EXERCISE
Lay out the lines from the start through the line containing "<point>16,73</point>" as a two-column CSV with the headers input and output. Give one row for each group of lines and its answer, with each value in a single quoted field and line breaks turned into spaces.

DATA FOR PROCESSING
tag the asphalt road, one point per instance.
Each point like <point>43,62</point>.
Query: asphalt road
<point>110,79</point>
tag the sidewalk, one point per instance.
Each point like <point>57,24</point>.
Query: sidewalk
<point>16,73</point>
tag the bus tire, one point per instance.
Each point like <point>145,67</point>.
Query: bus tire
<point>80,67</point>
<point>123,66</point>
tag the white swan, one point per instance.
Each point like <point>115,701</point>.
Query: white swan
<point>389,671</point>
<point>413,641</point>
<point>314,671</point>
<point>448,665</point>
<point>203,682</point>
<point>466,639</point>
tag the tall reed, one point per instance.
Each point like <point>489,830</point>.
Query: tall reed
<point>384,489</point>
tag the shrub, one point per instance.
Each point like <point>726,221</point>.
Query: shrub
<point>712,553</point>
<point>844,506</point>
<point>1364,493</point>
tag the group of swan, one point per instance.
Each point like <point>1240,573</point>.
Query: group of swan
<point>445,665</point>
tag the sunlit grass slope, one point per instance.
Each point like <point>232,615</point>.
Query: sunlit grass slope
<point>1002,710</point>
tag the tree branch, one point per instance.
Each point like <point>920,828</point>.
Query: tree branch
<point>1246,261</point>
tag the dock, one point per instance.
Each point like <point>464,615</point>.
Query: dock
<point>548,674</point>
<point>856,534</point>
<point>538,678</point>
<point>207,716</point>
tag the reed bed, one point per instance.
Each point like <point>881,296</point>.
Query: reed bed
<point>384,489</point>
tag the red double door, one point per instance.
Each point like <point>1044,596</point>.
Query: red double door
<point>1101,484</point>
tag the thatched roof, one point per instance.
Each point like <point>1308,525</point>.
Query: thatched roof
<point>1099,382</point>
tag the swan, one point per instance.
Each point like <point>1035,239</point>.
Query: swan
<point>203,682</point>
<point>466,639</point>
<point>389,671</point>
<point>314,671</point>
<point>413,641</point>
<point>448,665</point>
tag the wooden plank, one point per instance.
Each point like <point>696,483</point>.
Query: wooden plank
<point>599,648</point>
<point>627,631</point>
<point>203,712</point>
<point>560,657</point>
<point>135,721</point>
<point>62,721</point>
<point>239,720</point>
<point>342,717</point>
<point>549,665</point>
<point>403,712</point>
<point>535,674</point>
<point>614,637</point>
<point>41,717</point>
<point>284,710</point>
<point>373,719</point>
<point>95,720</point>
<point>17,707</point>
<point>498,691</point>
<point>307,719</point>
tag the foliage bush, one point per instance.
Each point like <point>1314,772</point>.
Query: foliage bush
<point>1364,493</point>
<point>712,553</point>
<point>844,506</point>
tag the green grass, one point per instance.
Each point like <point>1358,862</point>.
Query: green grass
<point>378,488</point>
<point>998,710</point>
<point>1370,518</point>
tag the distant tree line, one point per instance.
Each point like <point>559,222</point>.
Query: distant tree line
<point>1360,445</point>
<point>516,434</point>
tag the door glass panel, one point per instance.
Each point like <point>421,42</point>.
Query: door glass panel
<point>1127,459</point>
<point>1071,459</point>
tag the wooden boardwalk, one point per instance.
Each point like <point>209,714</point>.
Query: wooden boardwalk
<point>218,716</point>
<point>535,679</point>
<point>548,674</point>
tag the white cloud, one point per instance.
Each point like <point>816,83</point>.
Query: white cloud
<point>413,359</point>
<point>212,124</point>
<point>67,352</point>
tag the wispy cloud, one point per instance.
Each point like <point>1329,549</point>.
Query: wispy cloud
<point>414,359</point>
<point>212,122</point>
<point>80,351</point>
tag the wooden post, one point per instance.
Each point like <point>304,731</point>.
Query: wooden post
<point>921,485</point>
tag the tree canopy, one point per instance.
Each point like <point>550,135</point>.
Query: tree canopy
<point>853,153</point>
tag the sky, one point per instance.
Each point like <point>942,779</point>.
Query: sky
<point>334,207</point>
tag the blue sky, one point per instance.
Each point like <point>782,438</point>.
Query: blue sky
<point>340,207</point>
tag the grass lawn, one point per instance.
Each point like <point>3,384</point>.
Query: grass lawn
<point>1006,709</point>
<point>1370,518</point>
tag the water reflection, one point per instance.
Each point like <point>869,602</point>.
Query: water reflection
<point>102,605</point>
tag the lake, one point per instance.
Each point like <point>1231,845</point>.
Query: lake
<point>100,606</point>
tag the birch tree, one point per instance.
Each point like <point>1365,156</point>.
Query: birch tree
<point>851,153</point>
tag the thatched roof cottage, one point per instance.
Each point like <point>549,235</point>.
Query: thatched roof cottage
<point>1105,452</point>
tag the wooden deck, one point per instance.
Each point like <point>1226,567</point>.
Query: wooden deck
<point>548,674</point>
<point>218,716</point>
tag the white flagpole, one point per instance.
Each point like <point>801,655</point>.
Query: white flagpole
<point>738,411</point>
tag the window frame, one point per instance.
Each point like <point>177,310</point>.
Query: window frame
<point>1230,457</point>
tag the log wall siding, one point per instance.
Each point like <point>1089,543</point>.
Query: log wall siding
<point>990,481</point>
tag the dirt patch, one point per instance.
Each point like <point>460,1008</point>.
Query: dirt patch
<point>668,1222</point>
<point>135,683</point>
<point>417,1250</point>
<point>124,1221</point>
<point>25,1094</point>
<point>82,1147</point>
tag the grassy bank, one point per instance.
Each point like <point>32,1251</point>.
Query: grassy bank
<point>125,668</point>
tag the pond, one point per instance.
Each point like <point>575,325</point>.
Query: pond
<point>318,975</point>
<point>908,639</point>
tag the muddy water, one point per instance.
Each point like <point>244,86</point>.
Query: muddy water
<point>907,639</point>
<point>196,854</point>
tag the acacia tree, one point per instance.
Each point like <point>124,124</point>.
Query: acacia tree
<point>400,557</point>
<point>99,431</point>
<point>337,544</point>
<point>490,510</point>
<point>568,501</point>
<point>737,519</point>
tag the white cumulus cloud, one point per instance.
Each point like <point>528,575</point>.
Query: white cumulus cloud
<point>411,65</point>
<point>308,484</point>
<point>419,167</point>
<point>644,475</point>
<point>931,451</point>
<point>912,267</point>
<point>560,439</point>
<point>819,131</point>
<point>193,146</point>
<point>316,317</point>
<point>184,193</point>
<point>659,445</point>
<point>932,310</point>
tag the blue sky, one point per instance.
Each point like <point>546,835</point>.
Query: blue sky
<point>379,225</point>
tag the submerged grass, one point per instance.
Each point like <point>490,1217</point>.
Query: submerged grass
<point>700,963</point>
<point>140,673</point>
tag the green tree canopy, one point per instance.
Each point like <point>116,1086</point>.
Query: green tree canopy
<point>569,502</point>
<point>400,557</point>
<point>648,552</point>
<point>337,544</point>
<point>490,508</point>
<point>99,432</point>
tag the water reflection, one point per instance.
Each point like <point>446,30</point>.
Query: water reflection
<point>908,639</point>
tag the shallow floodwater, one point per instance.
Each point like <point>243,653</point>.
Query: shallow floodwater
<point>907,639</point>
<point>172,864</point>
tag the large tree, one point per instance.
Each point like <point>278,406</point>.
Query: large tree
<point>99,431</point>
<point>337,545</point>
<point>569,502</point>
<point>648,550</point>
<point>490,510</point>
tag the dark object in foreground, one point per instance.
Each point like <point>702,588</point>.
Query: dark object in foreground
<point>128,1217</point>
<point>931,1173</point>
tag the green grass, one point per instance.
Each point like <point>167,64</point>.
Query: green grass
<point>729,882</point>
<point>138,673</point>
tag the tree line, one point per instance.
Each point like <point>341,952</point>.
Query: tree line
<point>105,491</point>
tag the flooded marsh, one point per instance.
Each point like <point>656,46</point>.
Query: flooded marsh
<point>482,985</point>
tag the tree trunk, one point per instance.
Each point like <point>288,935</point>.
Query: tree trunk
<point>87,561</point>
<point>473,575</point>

RESPONSE TO THIS EXERCISE
input,output
"tag the asphalt road, one point per instance. Each point like <point>43,62</point>. Query: asphalt road","<point>110,79</point>"
"tag the sidewalk, one point per instance. Each point like <point>57,24</point>. Query: sidewalk","<point>16,73</point>"